• **Exercise goal**
The listing beneath should be written out in full, exactly as shown.

--------------------------------------------------

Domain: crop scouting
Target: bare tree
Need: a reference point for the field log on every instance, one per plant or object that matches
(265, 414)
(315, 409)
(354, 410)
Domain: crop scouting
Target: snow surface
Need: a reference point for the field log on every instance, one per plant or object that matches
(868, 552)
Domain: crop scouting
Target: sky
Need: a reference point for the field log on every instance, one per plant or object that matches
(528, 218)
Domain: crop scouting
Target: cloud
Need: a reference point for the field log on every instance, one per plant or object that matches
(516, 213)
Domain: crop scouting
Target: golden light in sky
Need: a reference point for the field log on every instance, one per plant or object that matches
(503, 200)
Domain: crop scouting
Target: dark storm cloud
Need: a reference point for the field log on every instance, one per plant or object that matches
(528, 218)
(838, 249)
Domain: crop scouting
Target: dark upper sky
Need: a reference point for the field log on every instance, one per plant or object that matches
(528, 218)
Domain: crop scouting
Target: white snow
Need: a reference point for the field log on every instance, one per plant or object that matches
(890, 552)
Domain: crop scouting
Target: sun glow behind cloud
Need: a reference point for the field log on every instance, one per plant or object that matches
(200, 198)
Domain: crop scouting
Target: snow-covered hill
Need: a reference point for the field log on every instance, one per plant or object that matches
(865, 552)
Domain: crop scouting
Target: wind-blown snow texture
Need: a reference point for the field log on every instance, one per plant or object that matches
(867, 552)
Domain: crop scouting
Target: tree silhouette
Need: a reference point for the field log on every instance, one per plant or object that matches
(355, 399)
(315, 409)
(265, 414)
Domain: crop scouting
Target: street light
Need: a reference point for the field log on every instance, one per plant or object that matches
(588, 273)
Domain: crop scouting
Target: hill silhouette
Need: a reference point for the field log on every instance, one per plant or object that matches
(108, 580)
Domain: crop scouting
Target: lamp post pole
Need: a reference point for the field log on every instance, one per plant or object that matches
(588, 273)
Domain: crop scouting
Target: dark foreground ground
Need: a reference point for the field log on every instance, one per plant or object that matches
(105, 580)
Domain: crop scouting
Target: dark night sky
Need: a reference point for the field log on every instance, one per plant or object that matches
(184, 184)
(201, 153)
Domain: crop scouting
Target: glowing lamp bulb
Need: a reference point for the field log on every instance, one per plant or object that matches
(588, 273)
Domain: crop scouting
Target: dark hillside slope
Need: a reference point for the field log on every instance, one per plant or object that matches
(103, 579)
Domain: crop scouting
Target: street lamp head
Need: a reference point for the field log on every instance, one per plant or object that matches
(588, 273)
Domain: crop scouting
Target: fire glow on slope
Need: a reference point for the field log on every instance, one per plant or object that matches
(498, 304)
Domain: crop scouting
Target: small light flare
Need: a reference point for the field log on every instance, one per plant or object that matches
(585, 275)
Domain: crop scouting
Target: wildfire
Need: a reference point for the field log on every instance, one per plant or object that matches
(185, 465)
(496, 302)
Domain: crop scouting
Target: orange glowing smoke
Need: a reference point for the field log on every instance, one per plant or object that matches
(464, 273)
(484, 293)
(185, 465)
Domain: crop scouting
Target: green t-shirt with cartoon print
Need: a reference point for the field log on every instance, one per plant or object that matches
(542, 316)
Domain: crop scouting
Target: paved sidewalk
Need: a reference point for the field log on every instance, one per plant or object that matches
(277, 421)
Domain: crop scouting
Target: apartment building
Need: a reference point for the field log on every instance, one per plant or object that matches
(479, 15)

--------------------------------------------------

• **Correct answer**
Domain: crop scouting
Target: bare tree
Need: a reference point for the field log on every instance, one per plant or object that matches
(265, 414)
(315, 409)
(354, 410)
Domain: crop scouting
Target: snow surface
Need: a reference point for the field log on every instance, one per plant or object that matches
(868, 552)
Domain: crop scouting
Target: sky
Need: a reference point for the field log on every instance, one per plant or object that matches
(528, 218)
Domain: crop scouting
Target: cloud
Need: a reference point for the field log on every instance, one per plant or object that matches
(516, 213)
Domain: crop scouting
Target: golden light in sky
Need: a reference point for the field log on every instance, one per plant or object that matches
(503, 200)
Domain: crop scouting
Target: dark storm cloud
Need: a reference point for the field log on every instance, one per plant or object that matches
(528, 218)
(838, 249)
Domain: crop scouting
Target: dark upper sky
Need: a reference point for the field log on every instance, one per plant or object that matches
(528, 218)
Domain: crop scouting
Target: white snow
Need: a reference point for the field log on every instance, one per plant or object that matches
(890, 552)
Domain: crop scouting
Target: sun glow behind cloud
Need: a reference point for the field log on every instance, one per plant or object that matches
(200, 198)
Domain: crop scouting
Target: snow-covered hill
Need: a reference point for the field log on every instance, one per plant or object that matches
(865, 552)
Domain: crop scouting
Target: wind-blown snow texture
Need: a reference point for the field log on every instance, one per plant or object that matches
(867, 552)
Domain: crop scouting
Target: tree silhouette
Need: a reference point for the field log on every instance, one per plant or object that matches
(355, 399)
(315, 409)
(265, 414)
Domain: crop scouting
Target: street light
Need: a reference point for the field log on every instance, one per plant or object that matches
(588, 273)
Domain: crop scouting
Target: hill silhouette
Need: a reference point for the field log on every instance, one per plant or object that matches
(108, 580)
Domain: crop scouting
Target: lamp post pole
Need: a reference point for the field log on every instance, one per plant or object that matches
(588, 273)
Domain: crop scouting
Target: dark foreground ground
Need: a reference point for the field log on every instance, one per plant or object that matches
(105, 580)
Domain: crop scouting
Target: dark night sky
Need: a reference point for the field log on every instance, one per plant or object that matches
(184, 184)
(201, 153)
Domain: crop scouting
Target: glowing lamp bulb
Need: a reference point for the field log on every instance, one per plant or object that matches
(588, 273)
Domain: crop scouting
Target: dark hillside slope
Need: a reference point for the field log on every instance, one per plant or object that matches
(103, 579)
Domain: crop scouting
Target: street lamp head
Need: a reference point for the field log on every instance, one per plant or object that matches
(588, 273)
Domain: crop scouting
Target: fire glow on slope
Need: a reference point for the field log on every instance, one per plant or object that matches
(498, 304)
Domain: crop scouting
Target: small light flare
Need: a reference point for the field log on every instance, one per plant or object that matches
(585, 275)
Domain: crop scouting
Target: wildfire
Need: a reference point for the field log on every instance, one per plant or object that matches
(185, 465)
(496, 302)
Domain: crop scouting
Target: orange glowing smoke
Need: a reference point for the field log on every instance, one per plant or object that matches
(464, 273)
(484, 293)
(185, 465)
Domain: crop scouting
Target: green t-shirt with cartoon print
Need: a reference point for the field log on every instance, one per plant or object that matches
(542, 316)
Domain: crop scouting
Target: paved sidewalk
Need: a reference point for the field log on every instance, one per plant or object that matches
(277, 421)
Domain: crop scouting
Target: apartment building
Need: a reference point for the field log on every instance, one per plant or object that matches
(479, 15)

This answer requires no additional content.